▸ ITEMS:
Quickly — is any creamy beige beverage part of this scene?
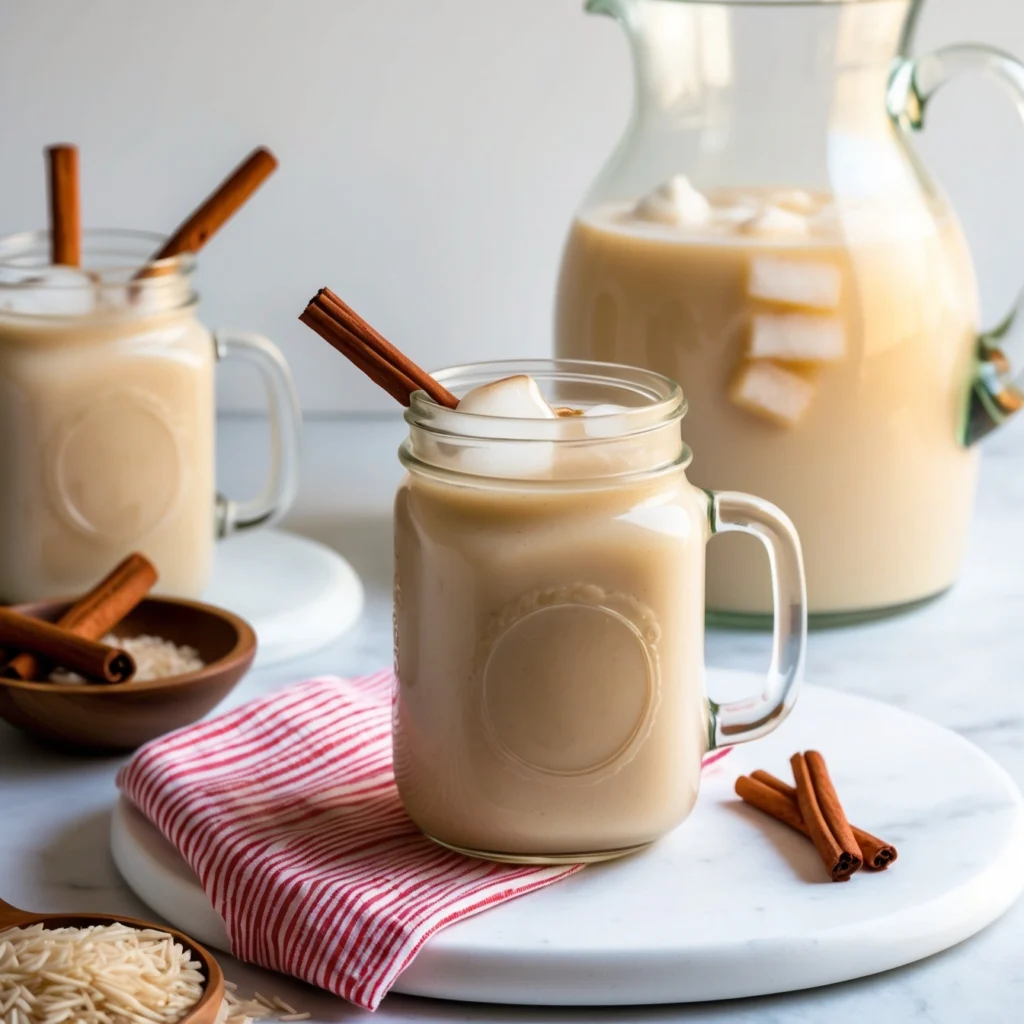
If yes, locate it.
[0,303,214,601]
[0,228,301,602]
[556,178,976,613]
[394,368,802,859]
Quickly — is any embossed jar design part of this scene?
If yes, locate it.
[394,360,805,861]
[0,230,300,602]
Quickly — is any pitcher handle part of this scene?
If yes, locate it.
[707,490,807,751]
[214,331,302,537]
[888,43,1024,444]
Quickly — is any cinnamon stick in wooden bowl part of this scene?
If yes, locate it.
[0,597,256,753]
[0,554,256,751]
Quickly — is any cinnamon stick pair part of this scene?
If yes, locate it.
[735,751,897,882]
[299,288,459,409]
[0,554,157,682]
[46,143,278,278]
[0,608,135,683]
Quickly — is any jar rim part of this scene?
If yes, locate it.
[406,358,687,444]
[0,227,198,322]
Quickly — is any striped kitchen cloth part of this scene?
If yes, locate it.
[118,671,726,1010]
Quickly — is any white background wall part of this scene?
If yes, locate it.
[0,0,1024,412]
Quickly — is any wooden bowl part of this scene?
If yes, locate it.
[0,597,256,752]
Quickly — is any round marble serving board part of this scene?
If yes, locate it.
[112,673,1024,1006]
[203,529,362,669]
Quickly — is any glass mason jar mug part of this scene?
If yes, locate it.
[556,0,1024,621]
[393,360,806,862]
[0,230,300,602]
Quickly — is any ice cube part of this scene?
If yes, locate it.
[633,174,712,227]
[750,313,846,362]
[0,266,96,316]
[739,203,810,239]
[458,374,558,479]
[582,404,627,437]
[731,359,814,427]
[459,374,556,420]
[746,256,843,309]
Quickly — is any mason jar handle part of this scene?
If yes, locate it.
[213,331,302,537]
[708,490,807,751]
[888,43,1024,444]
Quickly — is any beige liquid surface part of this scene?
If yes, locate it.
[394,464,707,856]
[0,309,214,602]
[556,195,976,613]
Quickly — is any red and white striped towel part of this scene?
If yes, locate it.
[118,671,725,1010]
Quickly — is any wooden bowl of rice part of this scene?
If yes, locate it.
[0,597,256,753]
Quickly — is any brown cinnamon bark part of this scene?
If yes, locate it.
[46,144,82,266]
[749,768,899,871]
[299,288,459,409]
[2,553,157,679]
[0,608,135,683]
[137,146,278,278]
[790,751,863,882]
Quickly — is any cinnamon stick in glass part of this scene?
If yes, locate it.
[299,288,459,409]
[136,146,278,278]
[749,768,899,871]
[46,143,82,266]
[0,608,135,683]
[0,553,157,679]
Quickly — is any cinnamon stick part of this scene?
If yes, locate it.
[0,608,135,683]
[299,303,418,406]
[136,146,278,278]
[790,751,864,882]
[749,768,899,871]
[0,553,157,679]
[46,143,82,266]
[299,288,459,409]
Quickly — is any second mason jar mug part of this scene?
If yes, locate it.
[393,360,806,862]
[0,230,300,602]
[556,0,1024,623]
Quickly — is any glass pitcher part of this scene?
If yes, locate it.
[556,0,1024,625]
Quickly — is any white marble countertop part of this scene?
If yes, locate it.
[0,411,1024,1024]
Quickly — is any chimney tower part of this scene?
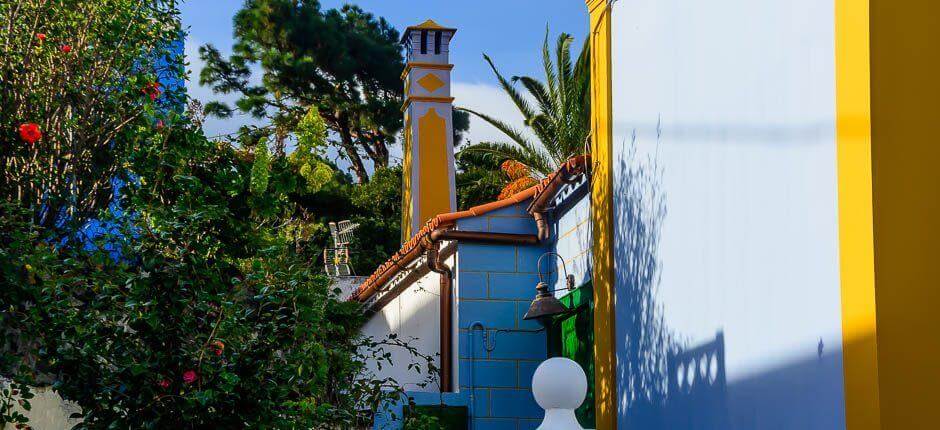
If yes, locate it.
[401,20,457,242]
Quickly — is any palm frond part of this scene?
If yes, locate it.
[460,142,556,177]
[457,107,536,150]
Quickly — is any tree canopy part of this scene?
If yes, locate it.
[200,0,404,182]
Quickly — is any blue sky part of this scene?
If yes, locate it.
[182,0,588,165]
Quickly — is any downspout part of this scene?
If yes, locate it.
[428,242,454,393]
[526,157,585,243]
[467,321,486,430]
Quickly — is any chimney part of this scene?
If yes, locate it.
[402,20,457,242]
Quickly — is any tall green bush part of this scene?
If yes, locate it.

▸ SET EXERCISE: Replace "scene" with "image" in the rows from the start through the line with "[118,671,725,1010]", both ends included, and change nothing else. Leave the pictures out of your answer.

▸ EXERCISE RESULT:
Quickly — is any creamy beige beverage part of this image?
If yes, locate it.
[0,303,214,601]
[0,228,301,602]
[556,178,976,613]
[394,368,802,859]
Quickly — is any embossed jar design part of this image?
If yes, locate it.
[394,360,805,861]
[0,230,300,602]
Quickly — is any pitcher handle part of this image?
If yes, locate it.
[707,490,807,751]
[214,331,302,537]
[888,43,1024,444]
Quickly — is any cinnamon stick in wooden bowl part of this image?
If yes, locate it.
[0,597,256,753]
[0,554,256,751]
Quickly — is any cinnamon stick pair part of this image?
If yes, locate it.
[735,751,897,882]
[299,288,459,409]
[0,554,157,682]
[46,143,278,278]
[0,608,135,683]
Quickly — is any jar rim part of this image?
If yes, locate it.
[406,358,687,444]
[0,227,198,322]
Quickly — is any striped kitchen cloth part of this image?
If yes, locate it.
[118,671,726,1010]
Quickly — is any white background wall part of this image?
If yes, locate it.
[0,0,1024,412]
Quickly — is any wooden bowl part of this image?
If yes, locate it.
[0,597,256,752]
Quickly — is any round marble serving board part of this image?
If yes, locate it.
[112,673,1024,1006]
[203,529,362,669]
Quickly — is any glass mason jar mug part of this image?
If yes, locate it.
[556,0,1024,621]
[393,360,806,862]
[0,230,300,602]
Quickly — is any ice cube part of this image?
If yes, locate it.
[633,174,712,227]
[750,313,846,362]
[0,266,96,316]
[739,203,810,239]
[458,374,558,479]
[582,404,627,437]
[731,359,814,427]
[459,374,556,420]
[746,256,843,309]
Quickly — is any mason jar handle part of this image?
If yes, locate it.
[213,331,302,537]
[708,490,807,751]
[888,43,1024,444]
Quickly — is any beige liquid surface part of this image?
If yes, locate it.
[394,464,707,856]
[0,309,214,602]
[556,195,976,613]
Quickly — is any red and white striped towel part of this image?
If yes, locate it.
[118,671,725,1010]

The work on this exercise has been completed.